#### WHAT THE TASK REQUIRES
In the listing below, locate the line containing "Target: bee wing"; reproduce that line and all lines that follow it, unchanged.

#### EXERCISE DATA

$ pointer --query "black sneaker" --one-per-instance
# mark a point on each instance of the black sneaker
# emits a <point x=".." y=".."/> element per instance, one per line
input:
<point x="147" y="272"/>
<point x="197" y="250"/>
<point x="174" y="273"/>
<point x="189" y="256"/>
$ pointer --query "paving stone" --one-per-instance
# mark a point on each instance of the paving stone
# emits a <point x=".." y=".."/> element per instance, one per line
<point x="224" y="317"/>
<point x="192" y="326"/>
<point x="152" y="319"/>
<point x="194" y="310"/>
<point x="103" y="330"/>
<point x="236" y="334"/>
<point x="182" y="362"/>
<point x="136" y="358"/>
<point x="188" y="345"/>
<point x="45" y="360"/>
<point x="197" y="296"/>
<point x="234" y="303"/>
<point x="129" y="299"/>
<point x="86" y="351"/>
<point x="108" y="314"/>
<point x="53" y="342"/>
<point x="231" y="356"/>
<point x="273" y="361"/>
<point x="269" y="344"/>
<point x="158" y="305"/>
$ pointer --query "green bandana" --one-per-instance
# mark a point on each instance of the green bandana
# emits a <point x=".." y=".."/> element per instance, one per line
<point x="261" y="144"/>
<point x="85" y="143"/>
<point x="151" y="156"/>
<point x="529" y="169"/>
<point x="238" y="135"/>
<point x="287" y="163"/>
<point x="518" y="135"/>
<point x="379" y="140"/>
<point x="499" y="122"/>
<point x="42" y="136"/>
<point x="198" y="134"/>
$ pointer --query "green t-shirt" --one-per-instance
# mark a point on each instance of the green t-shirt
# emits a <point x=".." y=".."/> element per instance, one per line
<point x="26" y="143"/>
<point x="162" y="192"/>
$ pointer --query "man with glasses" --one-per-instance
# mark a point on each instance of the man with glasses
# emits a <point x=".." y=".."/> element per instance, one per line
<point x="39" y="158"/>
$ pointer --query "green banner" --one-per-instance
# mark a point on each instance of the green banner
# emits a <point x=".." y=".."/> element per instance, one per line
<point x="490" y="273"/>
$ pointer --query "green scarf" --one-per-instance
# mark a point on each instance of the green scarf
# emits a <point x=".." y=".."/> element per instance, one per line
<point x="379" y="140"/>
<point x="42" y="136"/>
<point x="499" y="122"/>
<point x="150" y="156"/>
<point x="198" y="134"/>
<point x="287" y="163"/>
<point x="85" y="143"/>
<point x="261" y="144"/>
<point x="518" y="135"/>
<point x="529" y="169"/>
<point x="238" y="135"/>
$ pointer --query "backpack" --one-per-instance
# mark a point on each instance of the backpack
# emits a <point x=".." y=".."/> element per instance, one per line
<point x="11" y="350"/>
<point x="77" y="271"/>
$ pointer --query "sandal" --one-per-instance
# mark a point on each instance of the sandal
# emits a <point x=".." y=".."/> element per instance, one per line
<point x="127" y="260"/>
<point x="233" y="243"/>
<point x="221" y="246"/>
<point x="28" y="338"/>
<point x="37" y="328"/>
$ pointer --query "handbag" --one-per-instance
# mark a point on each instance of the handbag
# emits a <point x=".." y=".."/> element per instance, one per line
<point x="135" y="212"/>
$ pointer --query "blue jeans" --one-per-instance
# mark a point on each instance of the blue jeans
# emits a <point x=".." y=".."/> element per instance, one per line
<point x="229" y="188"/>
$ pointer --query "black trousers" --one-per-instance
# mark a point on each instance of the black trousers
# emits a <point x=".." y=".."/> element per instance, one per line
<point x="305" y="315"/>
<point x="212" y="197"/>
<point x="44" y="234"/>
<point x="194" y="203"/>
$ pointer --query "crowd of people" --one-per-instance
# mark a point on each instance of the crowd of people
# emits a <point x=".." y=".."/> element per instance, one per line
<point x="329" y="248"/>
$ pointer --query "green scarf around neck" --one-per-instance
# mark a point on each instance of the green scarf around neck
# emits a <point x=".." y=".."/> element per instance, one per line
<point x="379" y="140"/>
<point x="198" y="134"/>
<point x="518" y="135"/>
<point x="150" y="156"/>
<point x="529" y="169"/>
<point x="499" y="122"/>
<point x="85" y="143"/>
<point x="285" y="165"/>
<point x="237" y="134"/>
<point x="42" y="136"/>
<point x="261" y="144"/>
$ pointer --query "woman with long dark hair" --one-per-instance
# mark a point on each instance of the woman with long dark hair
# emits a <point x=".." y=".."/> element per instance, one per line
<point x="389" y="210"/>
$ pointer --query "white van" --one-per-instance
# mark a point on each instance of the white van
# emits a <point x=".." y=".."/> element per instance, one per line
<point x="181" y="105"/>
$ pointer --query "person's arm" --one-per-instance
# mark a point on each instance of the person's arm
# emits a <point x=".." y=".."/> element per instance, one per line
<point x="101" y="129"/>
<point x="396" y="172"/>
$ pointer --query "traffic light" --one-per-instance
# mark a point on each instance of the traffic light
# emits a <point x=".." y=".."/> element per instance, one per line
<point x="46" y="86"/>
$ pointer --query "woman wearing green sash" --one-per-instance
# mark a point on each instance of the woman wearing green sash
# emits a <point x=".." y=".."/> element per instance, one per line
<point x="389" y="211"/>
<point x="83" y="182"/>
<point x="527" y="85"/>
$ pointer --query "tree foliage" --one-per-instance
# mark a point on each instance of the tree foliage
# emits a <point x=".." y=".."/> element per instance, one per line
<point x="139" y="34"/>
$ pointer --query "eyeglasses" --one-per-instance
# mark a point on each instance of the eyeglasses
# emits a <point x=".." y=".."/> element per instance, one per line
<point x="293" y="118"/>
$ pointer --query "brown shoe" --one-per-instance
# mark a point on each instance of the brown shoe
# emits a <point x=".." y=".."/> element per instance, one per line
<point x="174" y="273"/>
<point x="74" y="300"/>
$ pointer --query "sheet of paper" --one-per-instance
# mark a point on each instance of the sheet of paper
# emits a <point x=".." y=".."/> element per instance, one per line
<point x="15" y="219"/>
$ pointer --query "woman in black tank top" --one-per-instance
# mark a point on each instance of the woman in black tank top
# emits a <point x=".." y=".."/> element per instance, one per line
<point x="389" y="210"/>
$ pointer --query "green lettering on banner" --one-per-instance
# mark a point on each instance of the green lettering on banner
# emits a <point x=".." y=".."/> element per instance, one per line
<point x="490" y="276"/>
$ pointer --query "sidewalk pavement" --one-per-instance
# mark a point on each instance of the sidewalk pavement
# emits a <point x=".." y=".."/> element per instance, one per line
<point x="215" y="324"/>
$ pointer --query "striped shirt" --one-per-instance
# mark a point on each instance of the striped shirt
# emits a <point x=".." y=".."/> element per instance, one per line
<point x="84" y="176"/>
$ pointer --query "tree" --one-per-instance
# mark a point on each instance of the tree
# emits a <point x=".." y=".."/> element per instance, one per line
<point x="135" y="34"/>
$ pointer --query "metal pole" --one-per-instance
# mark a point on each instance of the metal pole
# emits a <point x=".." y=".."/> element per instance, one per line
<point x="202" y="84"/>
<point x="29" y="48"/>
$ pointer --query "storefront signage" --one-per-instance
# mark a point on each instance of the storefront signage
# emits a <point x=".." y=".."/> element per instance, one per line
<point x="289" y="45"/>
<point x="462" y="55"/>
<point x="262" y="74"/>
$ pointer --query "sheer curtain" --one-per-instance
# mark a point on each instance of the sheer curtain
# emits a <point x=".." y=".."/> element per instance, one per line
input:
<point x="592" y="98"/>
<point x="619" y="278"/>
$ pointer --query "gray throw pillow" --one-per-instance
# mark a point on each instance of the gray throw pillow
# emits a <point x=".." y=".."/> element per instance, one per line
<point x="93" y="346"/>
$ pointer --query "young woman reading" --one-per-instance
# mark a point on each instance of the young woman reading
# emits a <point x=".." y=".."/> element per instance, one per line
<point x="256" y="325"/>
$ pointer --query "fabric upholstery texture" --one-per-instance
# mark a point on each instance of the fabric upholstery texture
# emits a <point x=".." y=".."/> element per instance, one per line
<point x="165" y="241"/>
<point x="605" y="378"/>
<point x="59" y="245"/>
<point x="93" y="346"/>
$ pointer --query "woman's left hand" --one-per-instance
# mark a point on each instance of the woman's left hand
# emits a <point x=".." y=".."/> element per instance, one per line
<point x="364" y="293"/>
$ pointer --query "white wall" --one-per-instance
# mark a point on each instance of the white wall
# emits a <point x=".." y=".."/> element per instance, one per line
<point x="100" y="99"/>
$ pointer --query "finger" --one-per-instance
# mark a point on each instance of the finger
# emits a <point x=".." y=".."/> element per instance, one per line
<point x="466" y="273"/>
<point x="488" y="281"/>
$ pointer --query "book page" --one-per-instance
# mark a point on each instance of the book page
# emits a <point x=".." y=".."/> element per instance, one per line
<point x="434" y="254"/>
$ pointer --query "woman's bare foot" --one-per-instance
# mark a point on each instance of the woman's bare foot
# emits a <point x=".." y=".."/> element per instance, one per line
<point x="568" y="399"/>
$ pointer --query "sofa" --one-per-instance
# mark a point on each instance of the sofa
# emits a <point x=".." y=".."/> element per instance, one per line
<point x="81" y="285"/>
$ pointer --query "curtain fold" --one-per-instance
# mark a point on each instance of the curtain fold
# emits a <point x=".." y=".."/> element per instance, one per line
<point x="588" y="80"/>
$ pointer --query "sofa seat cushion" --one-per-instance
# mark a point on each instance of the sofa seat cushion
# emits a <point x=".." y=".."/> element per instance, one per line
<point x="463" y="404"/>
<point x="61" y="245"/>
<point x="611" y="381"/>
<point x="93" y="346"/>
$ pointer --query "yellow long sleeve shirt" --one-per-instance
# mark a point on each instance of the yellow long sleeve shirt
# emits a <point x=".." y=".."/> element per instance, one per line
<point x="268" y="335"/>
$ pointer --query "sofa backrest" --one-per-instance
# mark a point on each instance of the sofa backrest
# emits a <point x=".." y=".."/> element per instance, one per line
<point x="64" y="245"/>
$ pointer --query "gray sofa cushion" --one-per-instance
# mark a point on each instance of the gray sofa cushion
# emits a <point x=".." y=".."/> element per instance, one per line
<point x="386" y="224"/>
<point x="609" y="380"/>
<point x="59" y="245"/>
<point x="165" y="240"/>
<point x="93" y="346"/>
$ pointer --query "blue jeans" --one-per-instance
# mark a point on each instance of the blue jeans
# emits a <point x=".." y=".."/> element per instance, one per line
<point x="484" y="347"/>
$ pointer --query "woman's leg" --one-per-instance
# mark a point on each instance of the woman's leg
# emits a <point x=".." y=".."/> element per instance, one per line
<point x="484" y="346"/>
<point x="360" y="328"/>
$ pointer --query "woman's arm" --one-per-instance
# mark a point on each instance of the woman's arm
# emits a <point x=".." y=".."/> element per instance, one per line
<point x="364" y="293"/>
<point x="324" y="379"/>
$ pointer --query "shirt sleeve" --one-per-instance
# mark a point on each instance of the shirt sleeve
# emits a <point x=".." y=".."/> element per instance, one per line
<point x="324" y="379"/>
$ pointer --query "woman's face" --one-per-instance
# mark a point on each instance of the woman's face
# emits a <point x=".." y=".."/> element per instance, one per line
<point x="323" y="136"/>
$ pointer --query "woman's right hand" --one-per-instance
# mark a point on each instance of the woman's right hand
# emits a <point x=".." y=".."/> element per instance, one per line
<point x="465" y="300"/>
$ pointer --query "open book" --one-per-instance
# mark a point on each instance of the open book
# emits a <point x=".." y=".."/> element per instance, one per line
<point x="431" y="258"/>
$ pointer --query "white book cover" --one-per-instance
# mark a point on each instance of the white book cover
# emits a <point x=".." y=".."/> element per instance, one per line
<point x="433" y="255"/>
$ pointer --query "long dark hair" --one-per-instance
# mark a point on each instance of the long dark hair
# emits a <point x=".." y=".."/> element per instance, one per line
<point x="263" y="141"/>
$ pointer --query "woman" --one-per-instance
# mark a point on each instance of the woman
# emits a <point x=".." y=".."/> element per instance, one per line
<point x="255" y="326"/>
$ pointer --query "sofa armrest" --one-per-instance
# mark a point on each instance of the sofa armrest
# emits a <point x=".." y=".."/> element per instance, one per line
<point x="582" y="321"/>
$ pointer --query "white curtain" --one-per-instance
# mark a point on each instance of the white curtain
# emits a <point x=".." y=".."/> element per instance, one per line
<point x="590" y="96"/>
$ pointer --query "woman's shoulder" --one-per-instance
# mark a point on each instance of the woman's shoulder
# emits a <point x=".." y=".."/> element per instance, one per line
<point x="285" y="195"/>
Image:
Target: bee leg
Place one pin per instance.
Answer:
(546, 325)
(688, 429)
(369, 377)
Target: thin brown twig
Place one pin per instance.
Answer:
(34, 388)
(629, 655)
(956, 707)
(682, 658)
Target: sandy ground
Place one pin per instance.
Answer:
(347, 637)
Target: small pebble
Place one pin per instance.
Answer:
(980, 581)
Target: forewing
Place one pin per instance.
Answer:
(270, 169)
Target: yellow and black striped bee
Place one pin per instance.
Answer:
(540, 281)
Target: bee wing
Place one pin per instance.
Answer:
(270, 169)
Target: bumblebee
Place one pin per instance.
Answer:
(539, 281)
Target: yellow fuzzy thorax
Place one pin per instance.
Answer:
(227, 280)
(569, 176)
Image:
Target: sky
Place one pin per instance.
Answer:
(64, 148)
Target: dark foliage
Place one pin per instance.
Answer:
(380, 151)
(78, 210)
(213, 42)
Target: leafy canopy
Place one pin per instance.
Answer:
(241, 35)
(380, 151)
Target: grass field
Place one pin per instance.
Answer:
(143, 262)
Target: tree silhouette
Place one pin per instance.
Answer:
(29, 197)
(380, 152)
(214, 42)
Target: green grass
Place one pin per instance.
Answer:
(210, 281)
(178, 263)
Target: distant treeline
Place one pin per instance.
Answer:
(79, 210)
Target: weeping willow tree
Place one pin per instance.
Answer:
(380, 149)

#### RESPONSE TO THIS EXERCISE
Target: bee wing
Place one pin per instance.
Answer:
(270, 169)
Target: bumblebee
Place one pin per instance.
Answer:
(539, 281)
Target: yellow fuzzy thorax
Place one pin per instance.
Answer:
(227, 280)
(569, 176)
Image:
Target: sky
Place one pin per instance.
Answer:
(64, 148)
Target: dark foliage
Place one pin per instance.
Answer:
(380, 151)
(78, 210)
(213, 42)
Target: leafy canopy
Place one pin per instance.
Answer:
(241, 35)
(380, 151)
Target: grass field
Place one pin per instance.
Answer:
(143, 262)
Target: tree silhouette
Place one pin per instance.
Answer:
(29, 197)
(380, 152)
(214, 42)
Target: green grass
Place one pin per instance.
Answer:
(210, 281)
(178, 263)
Target: distant treeline
Place one pin per instance.
Answer:
(79, 210)
Target: weeping willow tree
Place one pin per instance.
Answer:
(380, 149)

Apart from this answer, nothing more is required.